All the data should be transcribed exactly, with every line kept.

> [DATASET ENTRIES]
⟨
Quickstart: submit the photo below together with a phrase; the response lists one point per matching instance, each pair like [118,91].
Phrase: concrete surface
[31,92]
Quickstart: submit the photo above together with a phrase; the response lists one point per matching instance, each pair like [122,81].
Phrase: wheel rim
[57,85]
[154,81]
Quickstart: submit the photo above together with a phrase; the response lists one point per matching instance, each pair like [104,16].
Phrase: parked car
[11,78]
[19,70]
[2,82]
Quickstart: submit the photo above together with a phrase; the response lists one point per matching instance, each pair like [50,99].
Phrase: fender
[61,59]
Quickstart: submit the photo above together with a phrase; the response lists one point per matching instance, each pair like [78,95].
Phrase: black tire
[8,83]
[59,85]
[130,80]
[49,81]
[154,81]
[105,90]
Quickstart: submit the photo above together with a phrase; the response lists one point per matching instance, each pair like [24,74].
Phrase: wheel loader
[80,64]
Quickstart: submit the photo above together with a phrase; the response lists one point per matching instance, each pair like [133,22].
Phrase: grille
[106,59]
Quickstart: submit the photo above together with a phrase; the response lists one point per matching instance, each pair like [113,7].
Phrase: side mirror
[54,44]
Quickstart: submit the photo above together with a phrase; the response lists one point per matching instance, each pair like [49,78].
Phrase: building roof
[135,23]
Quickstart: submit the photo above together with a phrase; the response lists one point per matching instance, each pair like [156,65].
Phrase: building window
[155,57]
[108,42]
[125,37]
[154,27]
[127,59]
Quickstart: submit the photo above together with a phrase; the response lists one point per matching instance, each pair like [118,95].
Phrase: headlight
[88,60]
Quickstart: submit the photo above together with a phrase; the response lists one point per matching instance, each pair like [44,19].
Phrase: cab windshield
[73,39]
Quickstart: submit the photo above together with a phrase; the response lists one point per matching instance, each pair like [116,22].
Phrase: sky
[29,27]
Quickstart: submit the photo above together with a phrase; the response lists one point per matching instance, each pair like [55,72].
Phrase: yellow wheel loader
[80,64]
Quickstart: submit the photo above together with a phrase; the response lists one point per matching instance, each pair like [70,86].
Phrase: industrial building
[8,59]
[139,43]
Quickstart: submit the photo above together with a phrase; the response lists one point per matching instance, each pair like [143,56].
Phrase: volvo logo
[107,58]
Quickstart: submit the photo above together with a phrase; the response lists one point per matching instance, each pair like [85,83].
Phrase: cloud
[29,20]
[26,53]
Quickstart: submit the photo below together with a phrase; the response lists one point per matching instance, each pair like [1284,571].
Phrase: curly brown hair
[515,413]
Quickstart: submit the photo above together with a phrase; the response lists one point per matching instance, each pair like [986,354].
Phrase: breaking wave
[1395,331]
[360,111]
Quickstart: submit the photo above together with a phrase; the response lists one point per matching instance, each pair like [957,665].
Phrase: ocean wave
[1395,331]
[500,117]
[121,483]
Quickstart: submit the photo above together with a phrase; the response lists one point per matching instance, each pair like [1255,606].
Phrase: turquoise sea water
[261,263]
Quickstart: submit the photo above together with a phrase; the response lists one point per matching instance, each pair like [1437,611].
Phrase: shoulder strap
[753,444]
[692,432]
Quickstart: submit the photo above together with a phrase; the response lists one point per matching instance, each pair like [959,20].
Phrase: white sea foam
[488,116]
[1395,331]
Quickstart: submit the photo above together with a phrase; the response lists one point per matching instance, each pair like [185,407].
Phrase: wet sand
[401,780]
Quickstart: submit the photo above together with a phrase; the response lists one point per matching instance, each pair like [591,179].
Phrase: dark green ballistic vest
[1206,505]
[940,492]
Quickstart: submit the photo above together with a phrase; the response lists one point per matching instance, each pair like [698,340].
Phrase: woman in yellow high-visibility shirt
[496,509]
⟩
> [WRITTEN SOLUTION]
Quickstart: submit the photo below together with a phrase; the response lists one point per matching instance, each pair like [118,91].
Phrase: concrete surface
[31,92]
Quickstart: submit the photo above together with a phrase; the response lists one point per matching instance, each pair like [122,81].
Phrase: wheel rim
[57,85]
[154,81]
Quickstart: submit the photo above together with a phrase; the response lists one point per matching instance, each pair like [104,16].
Phrase: parked car
[11,78]
[19,70]
[2,82]
Quickstart: submit the photo above together with a phrase; the response lists one point per matching instance, each pair like [50,99].
Phrase: fender
[61,59]
Quickstart: submit the photo above together with a phrase; the response lists one point per matching instance, each pair like [78,95].
Phrase: black tire
[8,83]
[59,85]
[130,80]
[49,81]
[154,81]
[105,90]
Quickstart: submit the photo above together with a phrase; the response lists one point per matching instance, each pair like [24,74].
Phrase: wheel loader
[80,64]
Quickstart: submit the photo above together with a phrase; the response lists one point per matching instance, each pair like [133,22].
Phrase: grille
[106,59]
Quickstart: submit the photo above together with a phrase; the response lists one point per matching instance, each pair like [113,7].
Phrase: side mirror
[54,44]
Quickstart: submit the photo above together with a phrase; the response lists one point per matching instance, each pair like [49,78].
Phrase: building roof
[135,23]
Quickstart: submit the photo above together with a phrase; the response lists one point per matching instance, each pair like [156,65].
Phrase: building window
[155,57]
[108,42]
[125,37]
[154,27]
[127,59]
Quickstart: submit the photo above together with a phrase; the response lists one point per matching instance, each pair like [118,95].
Phrase: headlight
[88,60]
Quickstart: submit the photo above together with a phrase; the response lists one point per matching instance, each pair like [44,19].
Phrase: cab windshield
[73,39]
Quickstart: submit the photo above together with a phrase; the response lists one point per matching instance, each pair like [116,22].
Phrase: sky
[29,27]
Quickstart: submit the photo above together with a phrase; the response lists one point per matching instance, each pair like [55,72].
Phrase: yellow wheel loader
[80,64]
Quickstart: submit the photo above together with a phrase; the response lists one point per matching instance, each pair like [70,86].
Phrase: industrial building
[8,59]
[139,43]
Quickstart: submit the photo above together with a phrase; the response lists one point per matching instance, each pair like [143,56].
Phrase: volvo logo
[107,58]
Quickstart: submit the photo above together with a phrase; the response lists one point per matching instance, each pair like [85,83].
Phrase: cloud
[29,20]
[26,53]
Quickstart: submit the photo below together with a phrase; the response lists one point per matching instance, each pair like [1284,571].
Phrase: curly brown hair
[515,413]
Quickstart: submit the photo above together with a phrase; the response lists one point per matching instance, each pair like [986,354].
Phrase: breaking wave
[1395,331]
[360,111]
Quickstart: submit the photo above together with a phrase; the response lists one point per matching instance, each pair like [957,665].
Phrase: ocean wave
[1395,331]
[500,117]
[121,483]
Quickstart: submit the photo above together with a phrase; the response lists one point per matching instance, each pair like [1255,606].
Phrase: turquoise sea water
[261,263]
Quickstart: submit the photo above together with a phrase; the response lists one point per matching instance, each pair like [1437,611].
Phrase: shoulder strap
[753,444]
[692,432]
Quickstart: submit the photo above together with a phrase; the response lists one point per matching instance, each pair like [959,20].
Phrase: white sea foam
[488,116]
[1395,331]
Quickstart: submit the photo above together with a phrase; the response lists one point per matching instance, each pair like [185,407].
Phrase: wet sand
[401,780]
Quickstart: submit the photo above together with a phrase; the response lists one point per matching instance, each pair like [591,179].
Phrase: dark green ballistic vest
[1206,505]
[940,492]
Quickstart: submit the photo above together with a phrase; the response lists one point per matching instance, each pair like [698,340].
Phrase: woman in yellow high-visibility shirt
[496,509]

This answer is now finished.